EXERCISE: In the listing, from the line with "find is french" to the line with "[270,197,303,222]", switch "knuckle" to "finger joint". Return only those lines and leave everything else unchanged.

ENTRIES PROVIDED:
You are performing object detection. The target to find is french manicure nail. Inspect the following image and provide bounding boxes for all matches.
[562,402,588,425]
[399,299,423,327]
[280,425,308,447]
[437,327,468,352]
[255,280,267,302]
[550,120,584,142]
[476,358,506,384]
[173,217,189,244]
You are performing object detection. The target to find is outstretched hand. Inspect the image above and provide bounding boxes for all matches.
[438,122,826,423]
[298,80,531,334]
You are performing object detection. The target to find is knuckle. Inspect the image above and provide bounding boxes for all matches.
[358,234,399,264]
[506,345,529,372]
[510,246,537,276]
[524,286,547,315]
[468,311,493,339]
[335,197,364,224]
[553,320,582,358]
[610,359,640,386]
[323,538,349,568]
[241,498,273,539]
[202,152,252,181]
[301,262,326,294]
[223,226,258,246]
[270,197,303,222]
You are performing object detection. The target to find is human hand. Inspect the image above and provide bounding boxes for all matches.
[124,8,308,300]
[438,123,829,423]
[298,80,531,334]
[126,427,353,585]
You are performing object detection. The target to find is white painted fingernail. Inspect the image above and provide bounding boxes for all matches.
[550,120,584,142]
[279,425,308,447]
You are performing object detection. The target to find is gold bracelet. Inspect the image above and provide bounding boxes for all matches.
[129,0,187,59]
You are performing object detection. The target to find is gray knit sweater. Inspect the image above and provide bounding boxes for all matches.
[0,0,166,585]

...

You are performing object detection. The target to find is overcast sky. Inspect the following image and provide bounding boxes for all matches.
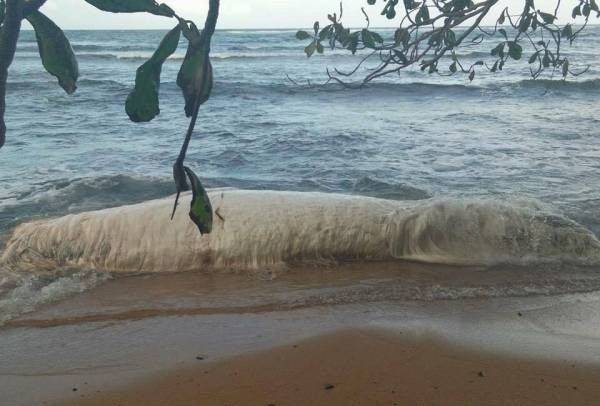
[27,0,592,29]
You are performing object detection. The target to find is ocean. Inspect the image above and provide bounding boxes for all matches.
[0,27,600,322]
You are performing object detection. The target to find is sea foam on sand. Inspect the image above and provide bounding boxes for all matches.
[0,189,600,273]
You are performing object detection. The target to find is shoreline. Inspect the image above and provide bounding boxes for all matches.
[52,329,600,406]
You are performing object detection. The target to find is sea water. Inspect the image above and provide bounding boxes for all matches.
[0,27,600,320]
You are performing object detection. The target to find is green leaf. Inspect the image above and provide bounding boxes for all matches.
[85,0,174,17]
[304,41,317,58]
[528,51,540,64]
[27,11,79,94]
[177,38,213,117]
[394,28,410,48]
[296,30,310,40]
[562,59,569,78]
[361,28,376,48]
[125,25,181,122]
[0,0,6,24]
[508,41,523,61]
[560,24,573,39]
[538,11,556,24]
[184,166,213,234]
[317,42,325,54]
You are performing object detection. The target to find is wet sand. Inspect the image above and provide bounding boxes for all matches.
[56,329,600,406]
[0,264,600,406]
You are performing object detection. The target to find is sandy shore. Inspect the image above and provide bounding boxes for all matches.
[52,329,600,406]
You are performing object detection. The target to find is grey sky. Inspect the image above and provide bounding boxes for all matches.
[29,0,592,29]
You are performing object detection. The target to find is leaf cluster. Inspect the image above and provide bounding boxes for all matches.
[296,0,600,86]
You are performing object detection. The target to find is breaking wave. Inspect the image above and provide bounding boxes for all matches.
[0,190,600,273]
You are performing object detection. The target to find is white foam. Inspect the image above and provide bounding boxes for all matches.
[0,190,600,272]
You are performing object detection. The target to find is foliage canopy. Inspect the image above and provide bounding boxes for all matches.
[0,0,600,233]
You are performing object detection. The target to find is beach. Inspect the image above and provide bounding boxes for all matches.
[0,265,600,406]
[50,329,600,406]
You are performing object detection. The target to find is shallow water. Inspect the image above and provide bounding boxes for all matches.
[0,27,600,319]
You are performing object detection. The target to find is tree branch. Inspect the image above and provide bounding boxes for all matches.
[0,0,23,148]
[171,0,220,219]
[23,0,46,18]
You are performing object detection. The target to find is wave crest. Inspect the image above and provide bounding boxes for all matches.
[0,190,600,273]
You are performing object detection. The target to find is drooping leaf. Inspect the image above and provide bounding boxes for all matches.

COMPLETED EXERCISE:
You are performing object detection. The target to find is french manicure nail. Inspect the following image and provide bounding boxes for all matches.
[562,402,588,425]
[399,299,423,327]
[280,425,308,447]
[437,327,468,352]
[255,280,267,302]
[550,120,584,142]
[476,358,506,384]
[173,217,189,244]
You are performing object detection. The target to find is outstretched hand. Inspect the image above and provide bounding boxes for all matches.
[438,122,826,423]
[298,80,531,334]
You are performing object detection. The target to find is finger joint. Inspect the image above and provide bounding boxes for all matches.
[358,234,399,264]
[506,345,529,372]
[510,246,537,276]
[524,286,547,315]
[468,311,493,339]
[335,197,364,224]
[553,320,582,358]
[610,359,640,386]
[323,538,349,568]
[241,498,273,539]
[202,152,252,181]
[301,262,326,294]
[223,226,258,246]
[270,197,303,222]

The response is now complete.